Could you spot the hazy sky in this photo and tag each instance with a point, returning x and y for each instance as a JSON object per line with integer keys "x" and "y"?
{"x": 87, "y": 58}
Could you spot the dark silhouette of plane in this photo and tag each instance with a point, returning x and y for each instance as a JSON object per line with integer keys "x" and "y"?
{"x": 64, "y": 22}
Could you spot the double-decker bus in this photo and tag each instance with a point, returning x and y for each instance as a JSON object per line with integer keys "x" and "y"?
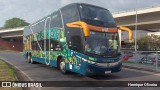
{"x": 79, "y": 37}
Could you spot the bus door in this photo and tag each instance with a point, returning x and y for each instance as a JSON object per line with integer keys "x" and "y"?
{"x": 47, "y": 41}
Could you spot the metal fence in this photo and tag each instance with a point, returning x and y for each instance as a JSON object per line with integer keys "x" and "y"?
{"x": 148, "y": 60}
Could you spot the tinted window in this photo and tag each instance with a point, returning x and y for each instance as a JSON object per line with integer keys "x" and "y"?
{"x": 56, "y": 20}
{"x": 70, "y": 13}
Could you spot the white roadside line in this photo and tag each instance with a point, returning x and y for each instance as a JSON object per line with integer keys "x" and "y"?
{"x": 21, "y": 72}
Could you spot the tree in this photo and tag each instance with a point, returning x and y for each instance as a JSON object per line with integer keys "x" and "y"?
{"x": 15, "y": 22}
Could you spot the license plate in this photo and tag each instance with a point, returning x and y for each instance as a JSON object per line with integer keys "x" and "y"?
{"x": 107, "y": 72}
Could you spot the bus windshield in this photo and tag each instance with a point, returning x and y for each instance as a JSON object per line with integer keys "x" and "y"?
{"x": 100, "y": 43}
{"x": 100, "y": 16}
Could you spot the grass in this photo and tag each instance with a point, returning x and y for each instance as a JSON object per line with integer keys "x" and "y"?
{"x": 7, "y": 73}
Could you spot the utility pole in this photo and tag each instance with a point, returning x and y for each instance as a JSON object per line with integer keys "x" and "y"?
{"x": 135, "y": 33}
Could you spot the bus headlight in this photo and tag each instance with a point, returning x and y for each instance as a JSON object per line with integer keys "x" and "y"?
{"x": 108, "y": 64}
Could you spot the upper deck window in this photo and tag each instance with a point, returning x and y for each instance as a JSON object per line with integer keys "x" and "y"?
{"x": 97, "y": 15}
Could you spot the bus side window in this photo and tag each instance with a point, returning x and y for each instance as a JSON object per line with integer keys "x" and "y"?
{"x": 57, "y": 46}
{"x": 76, "y": 43}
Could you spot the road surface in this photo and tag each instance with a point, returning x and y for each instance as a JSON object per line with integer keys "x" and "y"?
{"x": 40, "y": 72}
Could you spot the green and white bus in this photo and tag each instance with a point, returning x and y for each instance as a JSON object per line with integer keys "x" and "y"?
{"x": 79, "y": 37}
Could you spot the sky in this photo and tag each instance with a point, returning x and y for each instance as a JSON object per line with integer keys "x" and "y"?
{"x": 33, "y": 10}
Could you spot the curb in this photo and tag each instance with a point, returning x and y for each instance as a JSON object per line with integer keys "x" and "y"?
{"x": 138, "y": 68}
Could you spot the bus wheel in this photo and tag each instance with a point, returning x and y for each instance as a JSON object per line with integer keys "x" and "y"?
{"x": 29, "y": 58}
{"x": 63, "y": 66}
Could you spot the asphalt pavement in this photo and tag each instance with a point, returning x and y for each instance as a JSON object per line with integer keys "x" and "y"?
{"x": 40, "y": 72}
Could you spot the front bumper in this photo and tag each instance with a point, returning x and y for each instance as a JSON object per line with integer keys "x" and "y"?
{"x": 101, "y": 68}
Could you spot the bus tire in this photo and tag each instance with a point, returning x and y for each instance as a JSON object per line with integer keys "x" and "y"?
{"x": 62, "y": 66}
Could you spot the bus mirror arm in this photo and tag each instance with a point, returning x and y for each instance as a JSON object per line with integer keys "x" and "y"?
{"x": 130, "y": 34}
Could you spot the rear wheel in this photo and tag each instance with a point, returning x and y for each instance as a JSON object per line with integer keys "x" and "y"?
{"x": 63, "y": 66}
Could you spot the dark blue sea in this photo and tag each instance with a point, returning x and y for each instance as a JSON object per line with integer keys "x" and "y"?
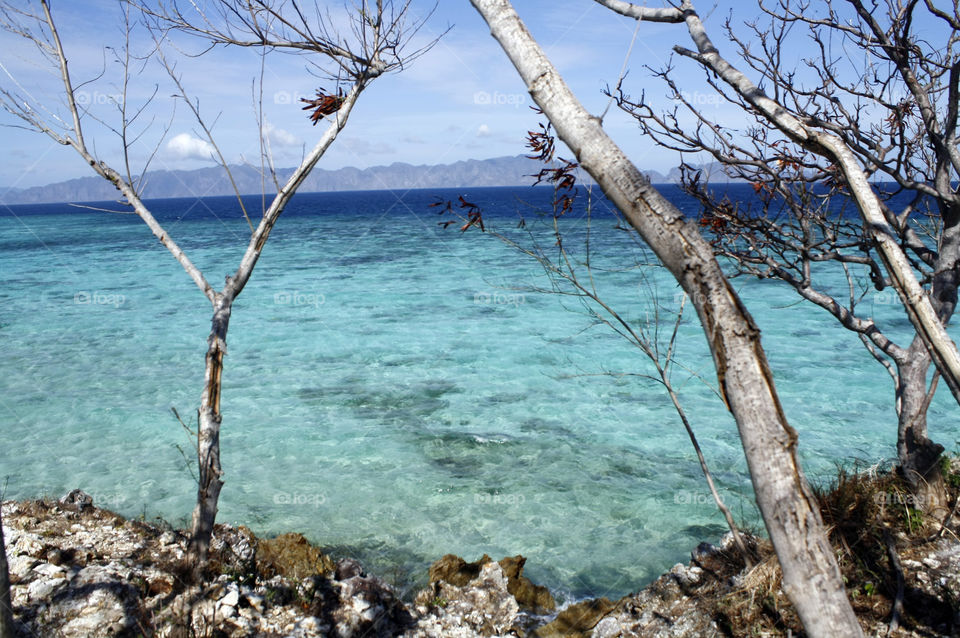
{"x": 398, "y": 391}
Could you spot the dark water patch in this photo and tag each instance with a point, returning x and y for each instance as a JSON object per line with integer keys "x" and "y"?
{"x": 710, "y": 533}
{"x": 406, "y": 407}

= = = =

### GIVEN PROBLEM
Above are records with pictures; repeat the records exactly and leave the pictures out.

### THE ANSWER
Could you spot the hazy sky in this photo and tag each instance with a point, returning x and y for each instance as a JSON object per line with integer keys "x" and "y"?
{"x": 87, "y": 58}
Could you spot the dark silhouette of plane in this photo and tag each instance with a point, returning x and y for each instance as a JSON object per line with integer keys "x" and "y"?
{"x": 64, "y": 22}
Could you spot the double-decker bus in this photo and tag each instance with a point, returning x and y for each instance as a JSON object per line with integer keys "x" and "y"?
{"x": 79, "y": 37}
Could you spot the bus door in this photo and tag each instance with a point, returning x and y for each instance as a JSON object per line with integer keys "x" and "y"?
{"x": 47, "y": 41}
Could you spot the metal fence in this photo and tag each instance with a point, returning x and y for each instance as a JSON object per line with integer keys "x" and "y"?
{"x": 148, "y": 60}
Could you spot the tinted window in this photo and tag each instance with a point, returning x and y for each instance as a JSON object per line with integer keys "x" and "y"?
{"x": 56, "y": 20}
{"x": 70, "y": 13}
Could you spot the white roadside line in this photo and tag each instance with a point, returning x and y for each instance as a JSON object per line with integer keys "x" and "y"?
{"x": 21, "y": 72}
Could you spot the tree in this photo and tag each instance with a point, returning x and y for each instance as a JSON object per line with integer keys "x" and "y"?
{"x": 15, "y": 22}
Could you spot the license plate in this photo and tag each instance with a point, returning x and y for each instance as a JSON object per line with integer keys "x" and "y"?
{"x": 107, "y": 72}
Could you spot the bus windshield in this photo and tag each instance with a point, returning x and y for each instance as a JSON object per line with integer keys "x" and "y"?
{"x": 100, "y": 43}
{"x": 100, "y": 16}
Could you spot the grass in this photo and tag each instance with a point, returning x and y for each instance as a JSON object per line with integer keys "x" and "y"?
{"x": 7, "y": 73}
Could you spot the utility pole in this photo and tag each instance with a point, returning x and y for each instance as a JSON object per line with integer keys "x" and "y"?
{"x": 135, "y": 33}
Could you spot the bus headlight in this photo and tag each instance with a point, returning x and y for each instance as a JSON object per line with integer keys "x" and "y"?
{"x": 108, "y": 64}
Could you spot the upper deck window in this photo and tag each instance with a point, returning x and y for each instance as a JSON object per line with integer keys "x" and "y"?
{"x": 97, "y": 15}
Could you spot the bus side window in this photo and tag each instance with a point, returning x and y for each instance as a JSON object per line with integer keys "x" and "y"?
{"x": 57, "y": 46}
{"x": 76, "y": 43}
Could you spot the road surface in this photo and tag each instance with a point, returning x and y for each instance as a JSON object per line with integer keys "x" and "y"?
{"x": 40, "y": 72}
Could you spot the green and white bus in this photo and tag each instance with a point, returning x and y for each instance as a JSON object per line with integer keys "x" and "y"?
{"x": 79, "y": 37}
Could you spot the sky in this photo and tag each instance with a point, returning x and y for each instance as a JSON object per line with integer keys "x" and "y"?
{"x": 33, "y": 10}
Could you spot the curb in this photo and tag each instance with a point, returning x and y for each instance as a JSON object per line with integer keys "x" and "y"?
{"x": 138, "y": 68}
Could you spot the bus wheel in this photo and tag each instance with a point, returning x and y for each instance as a JSON object per line with integer keys "x" and "y"?
{"x": 29, "y": 58}
{"x": 63, "y": 66}
Could you spot the asphalt pavement in this photo and tag each instance with a point, returning x and y for each instance as a JSON object per line with integer keys "x" and "y"?
{"x": 40, "y": 72}
Could you spot the front bumper in this photo and tag each instance with a point, returning x and y for each instance as a JSON object per line with integer keys "x" and "y"?
{"x": 101, "y": 68}
Could you spot the bus tire in this photo and tag each instance with a point, returning x and y for each instance as a JSON object per line with integer keys "x" and "y"?
{"x": 62, "y": 66}
Could you spot the bus mirror arm in this photo and tag each instance with a point, returning x and y for each instance as a JSON object per line with integer keys "x" and "y"?
{"x": 130, "y": 34}
Could you spot the rear wheel in this photo and tag each instance with a point, returning x and y for each instance as a JSON object per line with integer keys "x" and "y"?
{"x": 63, "y": 66}
Could you spot the dark blue sea in this photo and tag each instance with a point, returning x and y for each instance as a JSON object per line with integer keys "x" and "y"?
{"x": 398, "y": 391}
Could you spot the dark water patch in this photo and tag each instance with a point, returning x and y for each instance as a JSON object per line with integer keys "x" and "y"?
{"x": 710, "y": 533}
{"x": 406, "y": 407}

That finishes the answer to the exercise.